* **Problem to solve**: Taking the line that contains "of the dormer" as the starting point, give again exactly every line up to and including the last line of the records below.

* **Records**:
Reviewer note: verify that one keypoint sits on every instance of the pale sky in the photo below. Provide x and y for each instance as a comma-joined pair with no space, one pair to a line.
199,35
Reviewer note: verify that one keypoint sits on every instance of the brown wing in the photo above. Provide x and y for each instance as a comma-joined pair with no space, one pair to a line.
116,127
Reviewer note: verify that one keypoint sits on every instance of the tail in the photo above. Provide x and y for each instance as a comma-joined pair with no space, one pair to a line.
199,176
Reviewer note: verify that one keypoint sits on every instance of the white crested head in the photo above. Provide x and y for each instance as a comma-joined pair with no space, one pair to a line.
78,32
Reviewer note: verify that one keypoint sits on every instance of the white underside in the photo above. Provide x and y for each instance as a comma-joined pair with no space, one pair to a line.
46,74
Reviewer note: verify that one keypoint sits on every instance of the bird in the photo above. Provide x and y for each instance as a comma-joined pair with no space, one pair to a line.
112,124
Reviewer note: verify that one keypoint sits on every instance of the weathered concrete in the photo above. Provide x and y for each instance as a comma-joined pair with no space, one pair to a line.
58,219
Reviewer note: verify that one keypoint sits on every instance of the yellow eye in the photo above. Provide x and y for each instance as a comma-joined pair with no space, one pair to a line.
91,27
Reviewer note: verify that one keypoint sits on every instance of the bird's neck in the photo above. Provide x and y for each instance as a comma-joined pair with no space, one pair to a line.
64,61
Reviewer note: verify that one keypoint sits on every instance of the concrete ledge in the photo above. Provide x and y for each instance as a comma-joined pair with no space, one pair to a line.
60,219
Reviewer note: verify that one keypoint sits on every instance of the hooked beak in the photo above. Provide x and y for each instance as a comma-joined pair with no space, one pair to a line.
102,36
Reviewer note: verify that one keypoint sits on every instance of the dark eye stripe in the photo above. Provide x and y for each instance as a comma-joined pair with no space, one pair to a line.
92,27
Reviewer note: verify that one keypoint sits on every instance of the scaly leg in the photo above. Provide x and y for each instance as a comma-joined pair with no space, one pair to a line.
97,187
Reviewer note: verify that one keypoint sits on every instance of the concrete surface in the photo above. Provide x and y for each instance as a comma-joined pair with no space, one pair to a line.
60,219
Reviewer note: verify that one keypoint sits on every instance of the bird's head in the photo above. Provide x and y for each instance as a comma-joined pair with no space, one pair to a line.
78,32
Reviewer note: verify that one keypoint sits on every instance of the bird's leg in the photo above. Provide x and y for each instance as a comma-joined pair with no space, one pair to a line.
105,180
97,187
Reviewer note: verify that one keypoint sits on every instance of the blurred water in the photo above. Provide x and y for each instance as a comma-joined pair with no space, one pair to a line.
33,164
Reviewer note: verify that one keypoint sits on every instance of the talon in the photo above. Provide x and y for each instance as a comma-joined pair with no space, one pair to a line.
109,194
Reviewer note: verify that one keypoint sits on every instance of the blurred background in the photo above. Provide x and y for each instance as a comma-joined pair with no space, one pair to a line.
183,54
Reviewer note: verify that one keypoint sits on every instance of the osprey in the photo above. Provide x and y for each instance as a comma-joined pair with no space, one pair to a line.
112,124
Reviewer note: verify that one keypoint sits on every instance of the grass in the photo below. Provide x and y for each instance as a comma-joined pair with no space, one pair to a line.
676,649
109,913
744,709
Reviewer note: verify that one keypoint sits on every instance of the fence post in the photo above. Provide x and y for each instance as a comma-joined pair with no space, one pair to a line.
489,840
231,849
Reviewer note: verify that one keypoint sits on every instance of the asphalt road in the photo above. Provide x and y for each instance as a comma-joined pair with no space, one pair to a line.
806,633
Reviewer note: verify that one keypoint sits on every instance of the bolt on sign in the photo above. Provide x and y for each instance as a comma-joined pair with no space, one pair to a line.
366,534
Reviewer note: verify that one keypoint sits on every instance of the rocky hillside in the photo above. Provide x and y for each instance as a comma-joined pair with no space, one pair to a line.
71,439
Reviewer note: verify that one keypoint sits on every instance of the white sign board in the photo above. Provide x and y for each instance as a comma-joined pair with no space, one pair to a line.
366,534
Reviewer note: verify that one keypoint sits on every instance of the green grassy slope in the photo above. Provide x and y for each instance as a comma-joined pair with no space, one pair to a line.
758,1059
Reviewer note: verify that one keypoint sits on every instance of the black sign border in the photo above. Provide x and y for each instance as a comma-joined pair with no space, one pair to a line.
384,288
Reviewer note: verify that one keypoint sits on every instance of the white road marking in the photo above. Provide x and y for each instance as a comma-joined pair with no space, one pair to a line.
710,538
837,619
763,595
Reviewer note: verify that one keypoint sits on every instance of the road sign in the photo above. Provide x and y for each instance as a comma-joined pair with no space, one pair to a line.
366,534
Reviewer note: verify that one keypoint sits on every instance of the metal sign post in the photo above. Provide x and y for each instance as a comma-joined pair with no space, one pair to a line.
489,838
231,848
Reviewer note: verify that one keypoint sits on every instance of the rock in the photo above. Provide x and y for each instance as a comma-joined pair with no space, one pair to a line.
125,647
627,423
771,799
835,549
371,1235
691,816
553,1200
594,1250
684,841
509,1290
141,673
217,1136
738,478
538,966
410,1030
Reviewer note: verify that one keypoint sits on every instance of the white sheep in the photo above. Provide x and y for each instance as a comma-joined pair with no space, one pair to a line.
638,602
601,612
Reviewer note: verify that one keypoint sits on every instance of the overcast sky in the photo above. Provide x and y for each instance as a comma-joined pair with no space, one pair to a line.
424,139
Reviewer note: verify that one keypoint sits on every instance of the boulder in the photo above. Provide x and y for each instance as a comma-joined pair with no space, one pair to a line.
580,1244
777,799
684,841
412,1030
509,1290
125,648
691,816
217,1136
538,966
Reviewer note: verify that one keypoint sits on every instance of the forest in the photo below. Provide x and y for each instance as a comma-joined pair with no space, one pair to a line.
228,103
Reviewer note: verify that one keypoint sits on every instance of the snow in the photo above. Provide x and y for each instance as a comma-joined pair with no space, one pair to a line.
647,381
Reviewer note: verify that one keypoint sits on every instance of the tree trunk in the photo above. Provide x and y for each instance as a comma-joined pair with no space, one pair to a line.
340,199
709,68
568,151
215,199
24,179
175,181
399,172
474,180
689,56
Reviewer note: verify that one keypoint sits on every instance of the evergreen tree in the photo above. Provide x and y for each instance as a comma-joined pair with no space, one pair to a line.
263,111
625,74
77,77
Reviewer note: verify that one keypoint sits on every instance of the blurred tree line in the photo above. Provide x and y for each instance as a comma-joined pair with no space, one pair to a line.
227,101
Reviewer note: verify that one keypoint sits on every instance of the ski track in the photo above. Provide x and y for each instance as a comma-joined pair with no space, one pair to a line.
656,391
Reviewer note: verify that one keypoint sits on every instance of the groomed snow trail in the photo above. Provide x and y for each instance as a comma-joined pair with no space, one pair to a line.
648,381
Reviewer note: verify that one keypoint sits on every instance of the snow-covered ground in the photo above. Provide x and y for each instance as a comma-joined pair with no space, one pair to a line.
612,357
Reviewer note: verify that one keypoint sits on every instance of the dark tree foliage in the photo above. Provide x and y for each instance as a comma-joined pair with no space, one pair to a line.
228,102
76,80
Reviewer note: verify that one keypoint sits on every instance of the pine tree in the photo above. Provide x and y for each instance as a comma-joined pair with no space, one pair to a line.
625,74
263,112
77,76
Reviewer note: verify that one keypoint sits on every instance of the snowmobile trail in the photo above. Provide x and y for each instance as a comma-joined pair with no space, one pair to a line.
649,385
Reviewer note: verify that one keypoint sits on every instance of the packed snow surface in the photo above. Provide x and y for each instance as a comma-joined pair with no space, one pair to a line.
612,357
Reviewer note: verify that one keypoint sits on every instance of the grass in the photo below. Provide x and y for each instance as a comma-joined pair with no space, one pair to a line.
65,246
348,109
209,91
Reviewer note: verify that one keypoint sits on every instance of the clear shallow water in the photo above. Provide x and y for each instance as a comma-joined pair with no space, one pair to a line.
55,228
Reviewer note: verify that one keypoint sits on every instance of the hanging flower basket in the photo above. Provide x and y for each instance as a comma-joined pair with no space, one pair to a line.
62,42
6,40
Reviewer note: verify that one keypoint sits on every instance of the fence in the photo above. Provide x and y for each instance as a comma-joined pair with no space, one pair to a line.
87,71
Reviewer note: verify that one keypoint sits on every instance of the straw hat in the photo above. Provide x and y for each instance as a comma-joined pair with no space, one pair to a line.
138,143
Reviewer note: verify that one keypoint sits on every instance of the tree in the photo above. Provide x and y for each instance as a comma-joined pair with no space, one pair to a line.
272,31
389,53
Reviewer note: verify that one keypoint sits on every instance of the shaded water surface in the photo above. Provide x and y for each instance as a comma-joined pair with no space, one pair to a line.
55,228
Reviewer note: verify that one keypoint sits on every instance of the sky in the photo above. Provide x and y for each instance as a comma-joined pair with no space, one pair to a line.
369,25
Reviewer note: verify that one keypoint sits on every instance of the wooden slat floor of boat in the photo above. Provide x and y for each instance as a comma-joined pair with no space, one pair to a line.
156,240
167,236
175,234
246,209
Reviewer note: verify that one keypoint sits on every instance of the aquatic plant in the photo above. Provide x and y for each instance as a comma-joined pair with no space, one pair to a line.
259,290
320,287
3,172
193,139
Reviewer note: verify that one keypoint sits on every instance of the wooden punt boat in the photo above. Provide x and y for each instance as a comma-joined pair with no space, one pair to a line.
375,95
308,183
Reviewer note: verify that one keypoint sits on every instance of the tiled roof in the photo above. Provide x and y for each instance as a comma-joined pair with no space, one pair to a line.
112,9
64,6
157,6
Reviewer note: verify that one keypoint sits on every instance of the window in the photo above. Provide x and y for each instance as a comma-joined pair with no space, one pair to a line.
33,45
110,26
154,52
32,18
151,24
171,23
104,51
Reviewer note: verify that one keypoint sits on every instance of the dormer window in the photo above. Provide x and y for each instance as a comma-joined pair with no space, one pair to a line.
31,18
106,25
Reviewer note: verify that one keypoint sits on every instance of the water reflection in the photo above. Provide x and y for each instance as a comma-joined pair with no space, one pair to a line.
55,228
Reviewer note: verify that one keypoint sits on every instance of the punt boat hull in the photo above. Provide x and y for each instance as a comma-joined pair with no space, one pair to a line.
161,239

* **Exercise result**:
Reviewer note: verify that one keypoint sits on every instance of the dormer window in the photo above. Provide x and y for each instance as a comma-joined pair with no space, one pair to a line.
31,18
106,25
Reviewer note: verify that one keypoint sits on every instance of the water reflection in the photo above. Provide x and y for each instance as a comma-joined pair with no space, one pair to a line.
55,228
Reviewer note: verify that one keypoint sits on every instance of the punt boat hull in the photo above. Provide x and y for each instance as a comma-joined pair with no space, one pair to a line.
161,239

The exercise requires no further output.